# THE PROBLEM:
Render every line of the items below as a numbered list, skipping any blank lines. Leave the pictures out of your answer.

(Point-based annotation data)
##########

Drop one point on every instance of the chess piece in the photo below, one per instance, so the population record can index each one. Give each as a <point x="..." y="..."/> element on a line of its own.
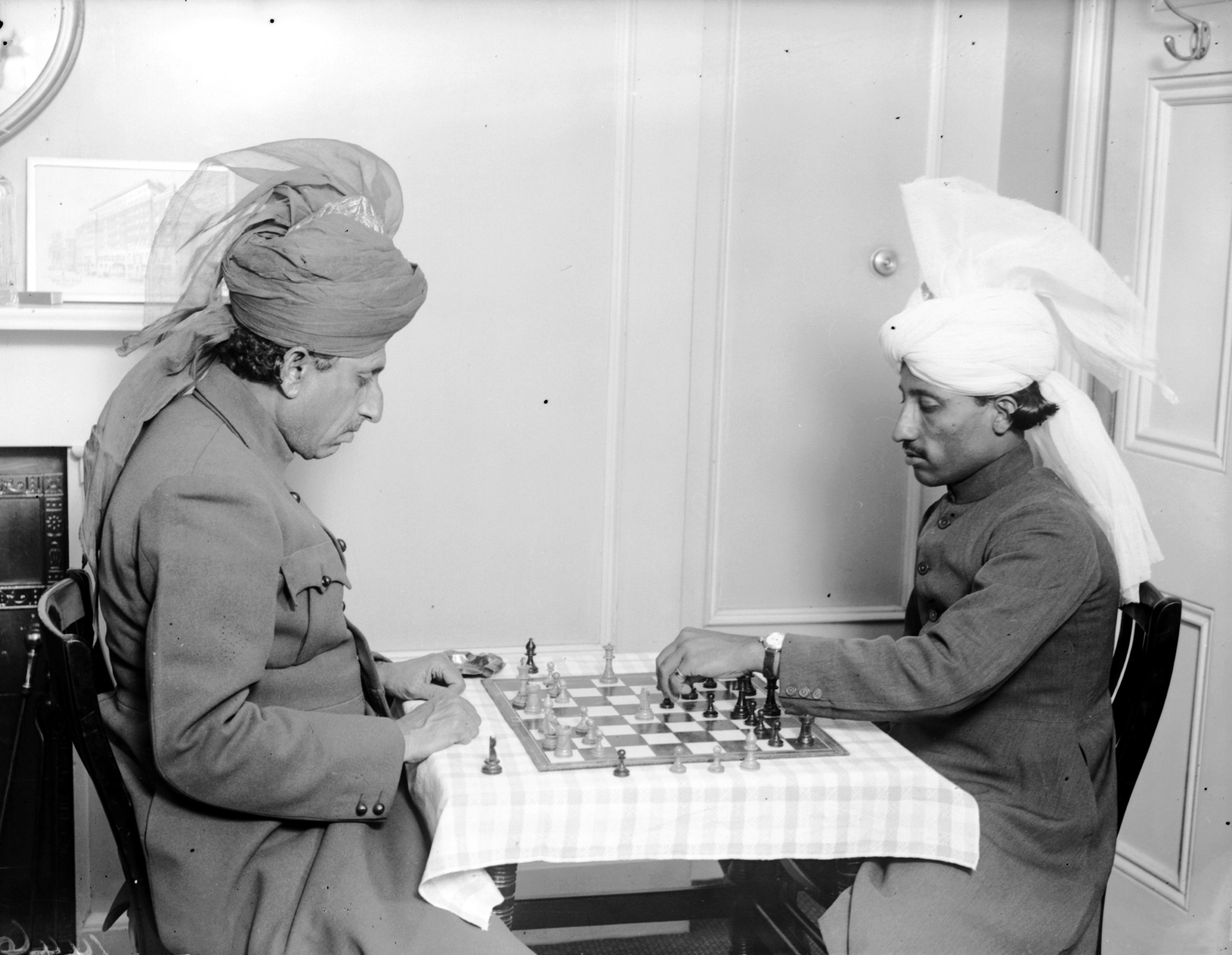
<point x="742" y="702"/>
<point x="535" y="700"/>
<point x="645" y="714"/>
<point x="609" y="675"/>
<point x="492" y="766"/>
<point x="762" y="731"/>
<point x="519" y="702"/>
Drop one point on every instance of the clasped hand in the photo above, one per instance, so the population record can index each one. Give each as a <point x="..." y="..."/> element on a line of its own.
<point x="440" y="723"/>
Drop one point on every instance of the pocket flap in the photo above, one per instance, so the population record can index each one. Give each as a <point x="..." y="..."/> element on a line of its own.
<point x="313" y="567"/>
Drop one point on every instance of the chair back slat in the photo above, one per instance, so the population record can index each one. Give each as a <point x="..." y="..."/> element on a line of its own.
<point x="74" y="666"/>
<point x="1141" y="673"/>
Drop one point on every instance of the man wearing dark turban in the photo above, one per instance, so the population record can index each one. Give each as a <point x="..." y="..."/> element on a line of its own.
<point x="251" y="721"/>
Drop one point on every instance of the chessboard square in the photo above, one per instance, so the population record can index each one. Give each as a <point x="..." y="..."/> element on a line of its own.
<point x="639" y="752"/>
<point x="602" y="710"/>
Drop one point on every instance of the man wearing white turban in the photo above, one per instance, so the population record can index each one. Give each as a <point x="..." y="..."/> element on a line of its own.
<point x="1001" y="680"/>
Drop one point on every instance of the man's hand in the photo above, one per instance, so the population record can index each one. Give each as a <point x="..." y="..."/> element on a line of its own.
<point x="439" y="724"/>
<point x="421" y="680"/>
<point x="699" y="654"/>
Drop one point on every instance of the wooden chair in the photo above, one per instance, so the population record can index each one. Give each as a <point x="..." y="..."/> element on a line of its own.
<point x="1146" y="649"/>
<point x="78" y="672"/>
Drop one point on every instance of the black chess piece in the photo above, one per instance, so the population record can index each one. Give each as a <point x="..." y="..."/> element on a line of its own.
<point x="742" y="702"/>
<point x="492" y="766"/>
<point x="772" y="705"/>
<point x="762" y="729"/>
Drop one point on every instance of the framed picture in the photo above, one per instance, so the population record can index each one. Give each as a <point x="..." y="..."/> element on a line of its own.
<point x="90" y="225"/>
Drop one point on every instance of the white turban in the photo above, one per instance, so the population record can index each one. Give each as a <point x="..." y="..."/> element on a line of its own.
<point x="1012" y="286"/>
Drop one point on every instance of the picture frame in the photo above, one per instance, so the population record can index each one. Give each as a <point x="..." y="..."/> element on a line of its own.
<point x="90" y="225"/>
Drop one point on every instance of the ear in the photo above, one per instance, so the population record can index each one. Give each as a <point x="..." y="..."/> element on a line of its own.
<point x="292" y="370"/>
<point x="1003" y="418"/>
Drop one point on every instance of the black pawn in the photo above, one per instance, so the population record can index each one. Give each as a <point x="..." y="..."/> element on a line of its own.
<point x="761" y="729"/>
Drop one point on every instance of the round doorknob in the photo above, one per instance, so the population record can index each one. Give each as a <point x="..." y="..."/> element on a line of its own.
<point x="885" y="262"/>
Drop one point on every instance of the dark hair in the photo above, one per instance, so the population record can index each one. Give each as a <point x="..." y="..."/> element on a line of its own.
<point x="1033" y="408"/>
<point x="258" y="359"/>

##########

# ANSWER FOR THE TASK:
1. Drop one point on every instance of the chess piece in the photo below, one per instance, so the population record can index each one. Give each as a <point x="..." y="..."/> element on a line of its own.
2. <point x="742" y="702"/>
3. <point x="535" y="700"/>
4. <point x="645" y="714"/>
5. <point x="609" y="675"/>
6. <point x="492" y="766"/>
7. <point x="762" y="731"/>
8. <point x="519" y="702"/>
9. Drop one point on every instance of the clasped hand in the photo above, one per instance, so the population record can index each one. Give each as a <point x="..." y="..."/> element on a line of its own.
10. <point x="440" y="723"/>
11. Drop one point on every instance of the pocket flap in the photo above, one per instance, so the population record can index each one. Give each as a <point x="..." y="..."/> element on a line of its own.
12. <point x="313" y="567"/>
13. Drop one point on every instance of the chair back slat in the photo above, one per instance, so the population record can index each one. Give each as a <point x="..." y="..."/> element on a line of its own.
14. <point x="74" y="666"/>
15. <point x="1141" y="673"/>
16. Drop one point on every instance of the man wearing dark turban in the photo above, one per instance, so the population record can index each one. Give each as a <point x="..." y="..."/> element on a line of its own.
17. <point x="251" y="721"/>
18. Drop one point on every instance of the chessboard square in the photo above, one per instance, so the population record can index each one. Give each as a <point x="..." y="..."/> element on a line of its own.
19. <point x="639" y="752"/>
20. <point x="602" y="710"/>
21. Drop one point on every instance of the man wearing white turban in the photo above, one per instance, so the population record can index each one. Give each as a <point x="..." y="..."/> element on a line of its own.
22. <point x="1001" y="680"/>
23. Drop one point on every instance of the man's hand in the photo above, one per instance, so the population record can index each one. Give each as a <point x="..." y="..."/> element on a line of its own.
24. <point x="439" y="724"/>
25. <point x="421" y="680"/>
26. <point x="699" y="654"/>
27. Drop one point on every instance of the wooden chair in the photo above, one per instance, so the population record can index each one. Give each as a <point x="..." y="..."/> element on a line of its own.
28. <point x="1146" y="649"/>
29. <point x="78" y="672"/>
30. Drop one point on every instance of the black chess piece in the photo above, one per instance, so the population record can index each one. Give each as a <point x="..." y="..."/> element on a line of its own.
31. <point x="742" y="702"/>
32. <point x="492" y="766"/>
33. <point x="772" y="705"/>
34. <point x="762" y="729"/>
35. Drop one point on every instance of the framed picture in the photo above, one per instance, so the population record can index each one. Give each as a <point x="..." y="..."/> element on a line of its own.
36. <point x="90" y="225"/>
37. Drop one point on every instance of the white turban in the photo above, one per instance, so the population record can index each one. Give each as a <point x="..." y="..."/> element on a line of its own.
38. <point x="1012" y="286"/>
39. Drop one point on every instance of the picture frame in the photo above, one per instance, so the population record can index each one. Give each as a <point x="..." y="..."/> element on a line of its own.
40. <point x="90" y="225"/>
41. Drop one point on every instance of the ear in the photo above, one per instance, so the population record can index each one. Give each as a <point x="..." y="..."/> element on a line of its own.
42. <point x="292" y="370"/>
43. <point x="1003" y="418"/>
44. Drop one point on every instance of the black pawn in the photo above, one per instance, so the population record can index each one. Give each as a <point x="..." y="..."/> element on a line of its own.
45. <point x="761" y="729"/>
46. Drop one point on every instance of the round doorknob in the photo above, one per instance, so the population record can index each one. Give each as a <point x="..." y="..."/> element on a line of its own.
47. <point x="885" y="262"/>
48. Drop one point on every instance of the dark hair in the photo above, one per instance, so the population record can index each one. Give each as a <point x="..." y="..."/> element on a line of its own.
49. <point x="1033" y="408"/>
50. <point x="258" y="359"/>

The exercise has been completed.